Actions to take -
A: In the GML design discussion, rewrite the passage starting at "From a bandwidth" and ending after "to support abstraction.", substituting "encoding" for "compression".
B: Extend the GML design discussion past its final line.
----- Excerpted passage
Your stated motivation for a client's ability to "turn off" certain features was security (and it might actually provide some if the feature in question was insecure, but in those cases - e.g. granting the application access to the webcam - a PowerBox design with explicit 'opt-in' per app, with expirations and such, might be more suitable). Of some concern is that 'turning off' features, will lower the LowestCommonDenominator: basically, server-side developers wishing to provide an application won't be able to assume the features exist. And negotiating to provide the same service with many different features is painful (which is why LeastFlexibleProtocolWins). For true 'insecure' features such as webcam access, I would suggest a PowerBox approach, which would give the user fine-grained control over the remote system's authority. But for the others, I would recommend attempting to provide a standard environment that the application developers would target. If you're going to have a maximum number of trigger-cycles or layers, make it the same for all clients.

Client-side Abstraction Features

From a bandwidth perspective, at the very least the application developers are likely going to want to send some sort of code over to the clients. Abstraction is a form of compression: create a few abstractions, then reuse them as needed; DontRepeatYourself by sending the whole abstraction each time. Every MachineLanguage, except this one (apparently), supports development of abstractions. If you want fast-termination properties, that is manageable: cap the number of recursions or loops in the otherwise potentially non-terminating abstractions... or perhaps favor a basis such as DataLog or TotalFunctionalProgramming or labeled TermRewriting systems that can be guaranteed to terminate. You don't need to give up the advantages of non-termination in order to support abstraction.

Without the ability for the server to send an abstraction, GML will not be technically competitive (against HtmlDomJsCss, MicrosoftSilverlight, DotNet/CommonLanguageRuntime, CurlLanguage, Tk, and others). Even if it did succeed by some non-technical merit, chances are someone would come hack a scripting language to run atop it, which would defeat GML whatever purpose you had in dodging that bullet in the first place. Another way of thinking about that is you're rolling time back thirty years just so you can spend the next decade repeating the mistakes that HtmlDomJsCss already made. So I recommend hammering out support for abstractions that will fit well with the data-driven GML style.

Regarding the Niche for GML (from GuiMachineLanguageSecurityDiscussion)
----------
----- Data extract
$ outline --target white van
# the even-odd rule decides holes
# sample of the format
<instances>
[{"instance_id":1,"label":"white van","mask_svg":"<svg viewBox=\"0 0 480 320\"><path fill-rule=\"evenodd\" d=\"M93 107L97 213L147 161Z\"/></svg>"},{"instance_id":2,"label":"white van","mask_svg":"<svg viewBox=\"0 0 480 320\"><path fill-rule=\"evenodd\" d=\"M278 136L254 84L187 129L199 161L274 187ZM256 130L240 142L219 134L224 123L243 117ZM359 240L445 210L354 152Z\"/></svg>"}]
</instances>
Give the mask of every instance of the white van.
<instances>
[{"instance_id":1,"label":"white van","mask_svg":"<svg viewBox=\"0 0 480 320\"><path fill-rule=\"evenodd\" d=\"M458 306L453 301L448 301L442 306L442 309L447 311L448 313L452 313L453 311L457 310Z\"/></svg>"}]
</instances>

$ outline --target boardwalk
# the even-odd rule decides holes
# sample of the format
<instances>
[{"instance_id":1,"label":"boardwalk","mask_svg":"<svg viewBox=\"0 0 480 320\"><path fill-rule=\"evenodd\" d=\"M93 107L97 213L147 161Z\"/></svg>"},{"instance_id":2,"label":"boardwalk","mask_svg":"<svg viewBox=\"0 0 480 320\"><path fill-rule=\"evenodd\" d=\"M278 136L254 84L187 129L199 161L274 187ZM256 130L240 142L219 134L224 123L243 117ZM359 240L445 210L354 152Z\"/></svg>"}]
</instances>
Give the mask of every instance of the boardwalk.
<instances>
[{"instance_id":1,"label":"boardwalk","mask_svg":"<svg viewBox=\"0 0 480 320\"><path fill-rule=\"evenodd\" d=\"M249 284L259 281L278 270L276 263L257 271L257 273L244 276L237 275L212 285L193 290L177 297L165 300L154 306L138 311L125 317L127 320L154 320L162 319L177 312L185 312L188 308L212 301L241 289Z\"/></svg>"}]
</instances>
----------
Exercise responses -
A:
From a bandwidth perspective, at the very least the application developers are likely going to want to send some sort of code over to the clients. Abstraction is a form of encoding: create a few abstractions, then reuse them as needed; DontRepeatYourself by sending the whole abstraction each time. Every MachineLanguage, except this one (apparently), supports development of abstractions. If you want fast-termination properties, that is manageable: cap the number of recursions or loops in the otherwise potentially non-terminating abstractions... or perhaps favor a basis such as DataLog or TotalFunctionalProgramming or labeled TermRewriting systems that can be guaranteed to terminate. You don't need to give up the advantages of non-termination in order to support abstraction.

B:
A new protocol cannot jam every possible wish-list item into it. The wish-list items given attention versus those ignored in the first releases need to be weighed based on need and target audience. Roughly, I see 3 possible divisions:

It may be good to separate these rather than gum up the works.

I don't see three divisions. I see one continuous range of demands to support all of them in a high-performance manner.

Yes, that's the ideal, but generally humans must partition things to manage the scope and work-load effectively.

Is there a reason you believe web standards are insufficient for business-oriented forms and apps? I do my taxes online. I do trading online. For which business forms and apps is it insufficient?

Part of this topic is a hypothetical question: how would you do GUI engines if starting from scratch? Asking such questions sometimes helps people to design better even with different or established tools. It's almost like learning Lisp or ProLog: you likely won't use them in practice, but they give you viewpoints you may not have had otherwise. It's optional MentalMasturbation that may or may not make one think. Ignore it if you wish. Maybe some bored geek snowed-in will produce a new GUI browser that catches on. -top
I'm sure it took a lot of time to get those to work right. It's possible, but difficult and expensive to build reliable biz GUIs, and I bet when a new browser version comes out, they have to retune a lot. Things that took a few hours in a 90's desk-top GUI design tool take weeks and months using HTML+DOM+JS+CSS.

I bet when a new OS version comes out, they have to retune a lot ;-). I honestly can't imagine any useful desk-top GUI design tool that took hours in the 90s, so I suspect there is a lot of "in the good old days" exaggeration there.

I found that the 90's tools required tweaking around with existing wheels while the web requires reinvention to get a desk-top-ish feel (which is what the customer/user often wants). I rarely had to sample actual X,Y mouse coordinates and do hover time-outs loops. Even if it didn't do exactly what was originally envisioned, there was usually a work-around using a different existing widget that was just a few clicks away.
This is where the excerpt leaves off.